Data Block Start

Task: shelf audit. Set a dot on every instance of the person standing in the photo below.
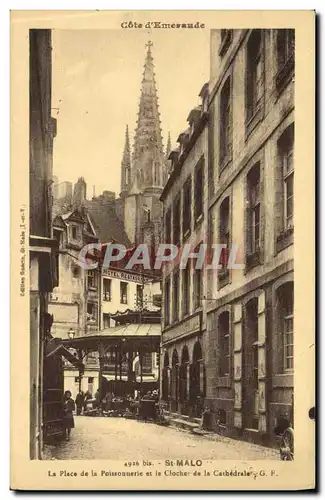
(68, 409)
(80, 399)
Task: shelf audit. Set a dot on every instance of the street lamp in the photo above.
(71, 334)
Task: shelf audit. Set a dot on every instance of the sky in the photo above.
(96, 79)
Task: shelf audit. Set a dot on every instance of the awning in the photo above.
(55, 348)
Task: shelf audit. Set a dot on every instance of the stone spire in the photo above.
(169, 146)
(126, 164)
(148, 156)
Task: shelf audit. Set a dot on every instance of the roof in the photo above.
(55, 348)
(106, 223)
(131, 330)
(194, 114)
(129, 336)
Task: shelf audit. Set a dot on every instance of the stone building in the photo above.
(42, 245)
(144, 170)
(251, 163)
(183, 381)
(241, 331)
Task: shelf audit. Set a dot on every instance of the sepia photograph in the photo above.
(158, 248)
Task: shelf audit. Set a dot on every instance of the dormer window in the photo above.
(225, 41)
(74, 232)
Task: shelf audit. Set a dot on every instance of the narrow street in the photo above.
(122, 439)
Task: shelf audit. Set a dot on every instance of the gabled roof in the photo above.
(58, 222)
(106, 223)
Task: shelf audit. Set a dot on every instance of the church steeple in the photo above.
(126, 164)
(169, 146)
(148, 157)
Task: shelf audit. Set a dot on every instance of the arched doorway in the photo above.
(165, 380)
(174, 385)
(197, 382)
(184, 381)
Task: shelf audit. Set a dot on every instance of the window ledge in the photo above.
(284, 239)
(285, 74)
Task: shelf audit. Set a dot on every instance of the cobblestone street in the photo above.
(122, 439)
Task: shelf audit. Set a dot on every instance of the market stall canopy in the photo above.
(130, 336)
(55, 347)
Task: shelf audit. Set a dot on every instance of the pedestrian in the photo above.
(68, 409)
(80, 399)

Data Block End

Work order —
For the data above, return an exact copy that contains no pictures.

Reply —
Task: shelf audit. Set a dot on every instance of the person standing in the photo below.
(68, 409)
(80, 399)
Task: shelf audit. Set a dot on every instance of the street lamp in the photo above.
(71, 334)
Task: shelf audit. Set a dot on every instance of the sky in the photo above.
(96, 79)
Task: shelf audit. Set a dot on every instance of the awning in the photo above.
(55, 348)
Task: shelf audit. Set a dot on every instance of the stone spire in the photo above.
(169, 146)
(126, 164)
(148, 156)
Task: shelf audit. Set a dot on every instance of the roof in the photo above.
(55, 348)
(106, 223)
(131, 330)
(194, 114)
(129, 336)
Task: shelf audit. Set a dot on every instance of the stone building in the photo above.
(42, 245)
(144, 170)
(251, 163)
(183, 381)
(241, 331)
Task: shelf audit. Set a dot on every instance of the sepia photograph in the photo above.
(158, 248)
Task: shelf audit. Set a dot on every instance of the dormer window in the photo above.
(225, 41)
(74, 232)
Task: shelf audit. Set a dot on every instance of the narrow street in the photo above.
(122, 439)
Task: shelf audit. Set a dot on every instance of the gabled roof in the photo above.
(58, 222)
(106, 223)
Task: shelf audit. Set a dot on every instance of the church steeple in the photo above.
(126, 164)
(169, 146)
(148, 157)
Task: shelf audit. Set a dot on every instance of the arched doorway in the photo above.
(165, 380)
(174, 385)
(197, 382)
(184, 381)
Task: shelf audit. Set a dot on every instance of the window ledge in the photo above.
(284, 239)
(285, 74)
Task: shelf audit. Set a dot on every instance of the cobblestone street in the photo above.
(122, 439)
Task: shelf audit. Set a dot on every instance of the market stall canopy in the photo above.
(130, 336)
(55, 347)
Task: shelf audit. Set a dot on every instance of the pedestrian in the photo above.
(68, 409)
(80, 399)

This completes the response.